*SUPPLIED INFORMATION*:
——————————

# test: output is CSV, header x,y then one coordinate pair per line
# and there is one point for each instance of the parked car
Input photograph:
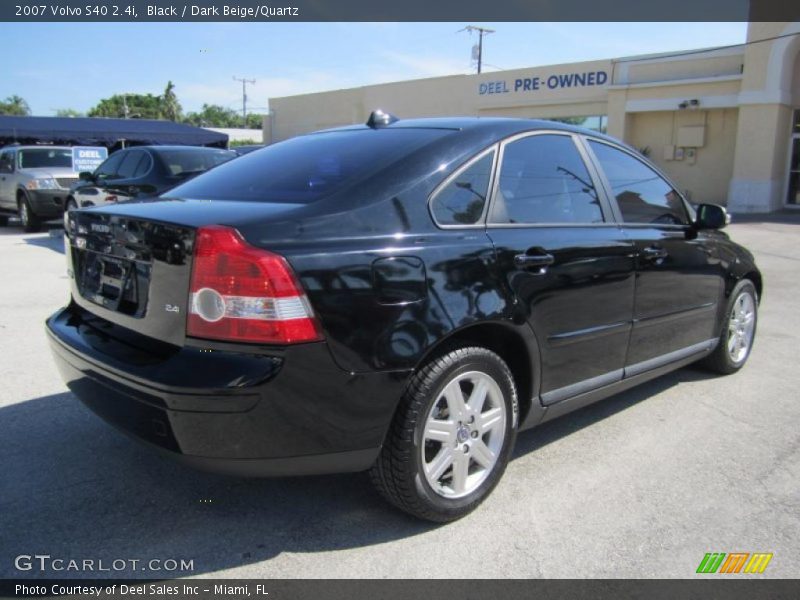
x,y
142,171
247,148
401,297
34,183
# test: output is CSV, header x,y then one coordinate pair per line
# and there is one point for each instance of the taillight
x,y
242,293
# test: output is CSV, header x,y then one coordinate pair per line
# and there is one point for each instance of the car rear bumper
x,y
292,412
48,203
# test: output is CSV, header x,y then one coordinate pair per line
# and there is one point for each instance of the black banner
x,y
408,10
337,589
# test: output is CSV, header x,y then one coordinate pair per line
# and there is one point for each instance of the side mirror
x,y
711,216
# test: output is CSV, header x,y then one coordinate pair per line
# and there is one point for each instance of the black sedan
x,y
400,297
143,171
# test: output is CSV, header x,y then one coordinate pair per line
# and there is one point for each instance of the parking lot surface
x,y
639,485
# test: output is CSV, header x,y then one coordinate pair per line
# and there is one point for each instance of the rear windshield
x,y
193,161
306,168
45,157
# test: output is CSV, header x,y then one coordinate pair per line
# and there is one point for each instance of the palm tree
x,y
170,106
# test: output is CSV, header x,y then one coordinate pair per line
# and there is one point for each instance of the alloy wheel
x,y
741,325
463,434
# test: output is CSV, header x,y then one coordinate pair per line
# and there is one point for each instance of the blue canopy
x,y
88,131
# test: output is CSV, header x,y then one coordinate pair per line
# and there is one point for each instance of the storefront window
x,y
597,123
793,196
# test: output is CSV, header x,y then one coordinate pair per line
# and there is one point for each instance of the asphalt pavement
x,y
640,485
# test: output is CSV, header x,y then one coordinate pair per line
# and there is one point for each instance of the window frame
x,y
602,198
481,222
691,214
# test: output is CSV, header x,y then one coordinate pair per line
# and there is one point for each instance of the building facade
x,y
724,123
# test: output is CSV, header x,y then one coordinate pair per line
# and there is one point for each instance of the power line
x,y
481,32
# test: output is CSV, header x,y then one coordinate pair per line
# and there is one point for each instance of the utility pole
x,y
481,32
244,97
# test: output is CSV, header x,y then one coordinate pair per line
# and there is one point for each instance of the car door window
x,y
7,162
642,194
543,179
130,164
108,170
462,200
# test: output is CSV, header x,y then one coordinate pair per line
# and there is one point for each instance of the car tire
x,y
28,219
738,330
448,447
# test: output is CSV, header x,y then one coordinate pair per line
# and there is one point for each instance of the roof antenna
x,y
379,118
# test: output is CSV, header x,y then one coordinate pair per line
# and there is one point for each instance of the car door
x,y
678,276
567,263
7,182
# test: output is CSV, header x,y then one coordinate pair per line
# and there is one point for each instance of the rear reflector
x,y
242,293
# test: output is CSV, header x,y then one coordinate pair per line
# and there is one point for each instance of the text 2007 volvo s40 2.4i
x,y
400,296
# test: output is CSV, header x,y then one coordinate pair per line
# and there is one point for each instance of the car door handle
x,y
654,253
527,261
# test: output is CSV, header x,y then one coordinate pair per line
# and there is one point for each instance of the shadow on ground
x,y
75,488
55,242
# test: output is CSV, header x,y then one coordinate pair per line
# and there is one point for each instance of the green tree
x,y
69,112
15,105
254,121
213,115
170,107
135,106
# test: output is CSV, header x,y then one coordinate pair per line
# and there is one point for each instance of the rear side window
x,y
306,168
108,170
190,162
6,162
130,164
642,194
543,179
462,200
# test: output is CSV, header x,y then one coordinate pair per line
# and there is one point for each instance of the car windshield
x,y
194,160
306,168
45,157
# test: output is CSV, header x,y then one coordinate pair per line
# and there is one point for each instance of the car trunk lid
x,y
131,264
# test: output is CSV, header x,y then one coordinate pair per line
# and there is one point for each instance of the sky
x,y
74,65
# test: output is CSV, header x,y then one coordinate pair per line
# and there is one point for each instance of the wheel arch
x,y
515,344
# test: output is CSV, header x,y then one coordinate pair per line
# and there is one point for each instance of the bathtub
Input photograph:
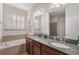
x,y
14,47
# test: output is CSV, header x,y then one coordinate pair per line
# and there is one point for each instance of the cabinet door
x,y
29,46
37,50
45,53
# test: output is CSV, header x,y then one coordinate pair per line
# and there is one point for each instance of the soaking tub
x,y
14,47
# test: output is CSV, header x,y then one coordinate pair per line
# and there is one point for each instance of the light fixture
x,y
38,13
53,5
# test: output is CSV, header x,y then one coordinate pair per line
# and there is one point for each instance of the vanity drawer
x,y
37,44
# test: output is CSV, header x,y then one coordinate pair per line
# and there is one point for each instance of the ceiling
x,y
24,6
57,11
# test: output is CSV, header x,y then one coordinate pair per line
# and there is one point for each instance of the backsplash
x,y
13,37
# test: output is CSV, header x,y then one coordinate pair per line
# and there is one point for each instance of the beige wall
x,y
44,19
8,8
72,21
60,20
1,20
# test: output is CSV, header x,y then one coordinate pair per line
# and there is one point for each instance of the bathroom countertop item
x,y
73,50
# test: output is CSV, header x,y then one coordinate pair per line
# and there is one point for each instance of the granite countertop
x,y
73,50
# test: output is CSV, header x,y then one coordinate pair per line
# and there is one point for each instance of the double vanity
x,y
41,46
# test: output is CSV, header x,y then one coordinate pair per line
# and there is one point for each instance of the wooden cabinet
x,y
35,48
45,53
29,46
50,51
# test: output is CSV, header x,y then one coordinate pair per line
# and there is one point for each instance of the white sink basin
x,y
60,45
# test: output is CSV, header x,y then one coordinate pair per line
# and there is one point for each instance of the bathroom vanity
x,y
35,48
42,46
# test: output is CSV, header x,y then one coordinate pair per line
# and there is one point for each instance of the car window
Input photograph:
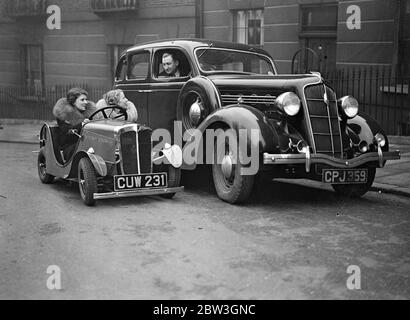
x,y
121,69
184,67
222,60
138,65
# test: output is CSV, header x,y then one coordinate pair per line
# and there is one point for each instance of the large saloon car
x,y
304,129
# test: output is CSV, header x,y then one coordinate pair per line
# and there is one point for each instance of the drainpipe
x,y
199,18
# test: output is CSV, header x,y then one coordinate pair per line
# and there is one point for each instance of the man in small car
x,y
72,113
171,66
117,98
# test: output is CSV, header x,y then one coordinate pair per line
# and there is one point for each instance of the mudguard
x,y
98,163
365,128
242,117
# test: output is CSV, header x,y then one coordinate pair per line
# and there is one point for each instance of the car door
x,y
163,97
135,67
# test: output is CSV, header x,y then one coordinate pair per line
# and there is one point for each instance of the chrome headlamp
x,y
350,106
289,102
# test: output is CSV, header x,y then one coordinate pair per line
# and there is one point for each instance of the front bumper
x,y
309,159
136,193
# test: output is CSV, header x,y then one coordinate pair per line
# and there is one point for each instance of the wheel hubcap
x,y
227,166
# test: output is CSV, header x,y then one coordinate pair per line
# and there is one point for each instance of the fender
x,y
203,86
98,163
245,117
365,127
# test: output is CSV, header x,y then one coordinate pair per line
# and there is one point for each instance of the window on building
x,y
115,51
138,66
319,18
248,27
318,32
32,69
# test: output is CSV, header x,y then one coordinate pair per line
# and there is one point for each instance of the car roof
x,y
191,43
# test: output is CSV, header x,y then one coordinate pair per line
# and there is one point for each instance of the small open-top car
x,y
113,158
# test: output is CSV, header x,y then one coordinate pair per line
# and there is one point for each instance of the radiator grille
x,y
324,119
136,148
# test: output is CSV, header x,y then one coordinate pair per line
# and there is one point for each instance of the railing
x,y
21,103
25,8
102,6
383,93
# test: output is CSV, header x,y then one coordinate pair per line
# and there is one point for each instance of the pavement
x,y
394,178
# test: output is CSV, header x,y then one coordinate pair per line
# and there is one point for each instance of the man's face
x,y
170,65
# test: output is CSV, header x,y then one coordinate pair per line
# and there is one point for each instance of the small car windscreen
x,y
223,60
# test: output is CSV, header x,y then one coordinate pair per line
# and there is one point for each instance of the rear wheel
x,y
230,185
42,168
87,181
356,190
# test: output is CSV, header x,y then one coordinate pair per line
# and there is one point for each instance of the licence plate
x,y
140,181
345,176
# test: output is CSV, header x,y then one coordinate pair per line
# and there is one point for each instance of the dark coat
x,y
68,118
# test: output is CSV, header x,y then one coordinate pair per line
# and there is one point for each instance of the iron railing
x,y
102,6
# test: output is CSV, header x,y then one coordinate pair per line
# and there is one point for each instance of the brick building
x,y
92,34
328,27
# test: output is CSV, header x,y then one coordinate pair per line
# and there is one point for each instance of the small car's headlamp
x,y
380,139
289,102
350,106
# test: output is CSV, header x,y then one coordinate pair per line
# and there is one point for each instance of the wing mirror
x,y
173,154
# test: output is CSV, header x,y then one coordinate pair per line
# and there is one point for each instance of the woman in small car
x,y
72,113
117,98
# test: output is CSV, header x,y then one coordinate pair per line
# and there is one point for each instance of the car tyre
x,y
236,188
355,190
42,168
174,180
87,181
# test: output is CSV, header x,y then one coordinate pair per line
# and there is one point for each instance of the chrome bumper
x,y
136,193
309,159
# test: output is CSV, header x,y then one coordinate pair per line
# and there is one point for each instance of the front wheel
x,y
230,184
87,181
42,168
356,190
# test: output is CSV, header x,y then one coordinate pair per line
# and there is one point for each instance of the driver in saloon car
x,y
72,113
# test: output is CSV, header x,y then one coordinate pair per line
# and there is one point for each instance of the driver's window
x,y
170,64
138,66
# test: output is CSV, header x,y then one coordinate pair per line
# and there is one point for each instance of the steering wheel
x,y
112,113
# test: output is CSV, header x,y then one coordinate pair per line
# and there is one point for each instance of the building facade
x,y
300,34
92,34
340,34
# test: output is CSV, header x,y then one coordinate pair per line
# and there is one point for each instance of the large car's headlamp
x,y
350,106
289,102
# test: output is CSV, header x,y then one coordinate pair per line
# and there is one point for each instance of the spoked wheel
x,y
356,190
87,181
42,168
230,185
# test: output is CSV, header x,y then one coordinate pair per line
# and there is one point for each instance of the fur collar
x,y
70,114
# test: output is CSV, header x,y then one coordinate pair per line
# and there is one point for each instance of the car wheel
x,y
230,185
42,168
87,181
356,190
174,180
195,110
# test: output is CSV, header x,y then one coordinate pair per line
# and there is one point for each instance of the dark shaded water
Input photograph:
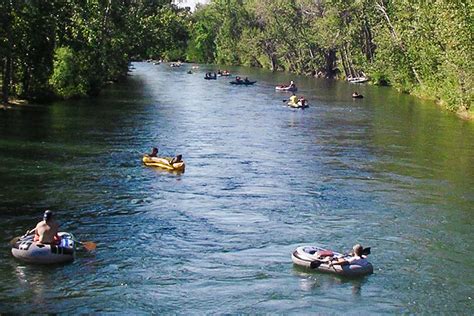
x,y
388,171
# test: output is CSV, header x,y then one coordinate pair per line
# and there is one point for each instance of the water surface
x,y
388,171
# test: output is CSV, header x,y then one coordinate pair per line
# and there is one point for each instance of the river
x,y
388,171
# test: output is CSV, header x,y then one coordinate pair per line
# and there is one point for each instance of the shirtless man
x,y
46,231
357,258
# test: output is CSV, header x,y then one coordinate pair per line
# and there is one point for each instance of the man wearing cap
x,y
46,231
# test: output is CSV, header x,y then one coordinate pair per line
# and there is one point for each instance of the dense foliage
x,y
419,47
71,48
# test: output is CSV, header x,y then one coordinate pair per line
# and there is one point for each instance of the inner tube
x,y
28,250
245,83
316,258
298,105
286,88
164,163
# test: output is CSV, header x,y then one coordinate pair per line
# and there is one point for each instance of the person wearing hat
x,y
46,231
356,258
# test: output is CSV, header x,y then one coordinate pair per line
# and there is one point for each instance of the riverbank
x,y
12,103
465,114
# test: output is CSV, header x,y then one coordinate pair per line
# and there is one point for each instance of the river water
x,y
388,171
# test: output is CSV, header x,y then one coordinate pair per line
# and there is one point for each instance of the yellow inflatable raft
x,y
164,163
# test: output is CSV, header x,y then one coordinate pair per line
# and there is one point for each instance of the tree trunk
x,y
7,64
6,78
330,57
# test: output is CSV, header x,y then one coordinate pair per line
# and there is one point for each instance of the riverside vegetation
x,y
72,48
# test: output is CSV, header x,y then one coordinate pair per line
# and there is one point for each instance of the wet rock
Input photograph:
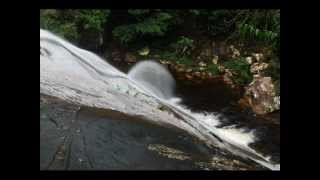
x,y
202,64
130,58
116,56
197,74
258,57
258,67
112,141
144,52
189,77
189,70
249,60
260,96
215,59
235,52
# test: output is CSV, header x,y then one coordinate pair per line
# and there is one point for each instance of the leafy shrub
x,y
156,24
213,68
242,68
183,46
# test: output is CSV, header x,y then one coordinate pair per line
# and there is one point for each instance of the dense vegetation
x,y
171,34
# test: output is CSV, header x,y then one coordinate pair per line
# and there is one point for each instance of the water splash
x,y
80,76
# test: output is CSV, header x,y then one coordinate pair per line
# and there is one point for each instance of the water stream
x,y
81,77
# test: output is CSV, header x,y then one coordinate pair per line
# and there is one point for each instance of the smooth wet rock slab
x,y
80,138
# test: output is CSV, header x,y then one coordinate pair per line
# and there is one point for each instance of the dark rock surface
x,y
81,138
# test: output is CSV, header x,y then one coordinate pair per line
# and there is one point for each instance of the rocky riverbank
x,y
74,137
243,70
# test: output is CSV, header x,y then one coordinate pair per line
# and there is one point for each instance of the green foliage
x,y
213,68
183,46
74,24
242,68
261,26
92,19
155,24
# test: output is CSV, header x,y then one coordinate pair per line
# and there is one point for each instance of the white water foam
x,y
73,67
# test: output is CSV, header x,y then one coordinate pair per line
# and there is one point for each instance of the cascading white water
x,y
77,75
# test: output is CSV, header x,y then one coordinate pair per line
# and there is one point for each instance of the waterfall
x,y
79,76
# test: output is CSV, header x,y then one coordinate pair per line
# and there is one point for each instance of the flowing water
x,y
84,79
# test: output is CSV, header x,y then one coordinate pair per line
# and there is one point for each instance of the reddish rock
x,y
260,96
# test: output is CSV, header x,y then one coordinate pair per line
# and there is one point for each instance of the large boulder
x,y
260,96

——————————

*EXERCISE*: Beginning with the line above that contains "the granite countertop", copy each line exactly up to and including the line that contains "the car window", and go no further.

*RESPONSE TO THIS EXERCISE*:
# and there is one point for each instance of the granite countertop
x,y
73,50
# test: output is CSV, header x,y then one coordinate pair per line
# and there is one point for each instance of the double vanity
x,y
41,46
# test: output is CSV, header x,y then one coordinate pair per line
# and there is one point for each instance of the wooden cabinet
x,y
35,48
45,53
29,46
50,51
# test: output is CSV, header x,y then one coordinate pair per line
# and there is one point for each instance of the white sink basin
x,y
60,45
# test: output is CSV, header x,y then one coordinate pair per line
# and there is one point for each instance of the bathroom vanity
x,y
35,48
42,46
# test: output is CSV, header x,y then one coordinate pair per line
# and there is one point for each instance of the car window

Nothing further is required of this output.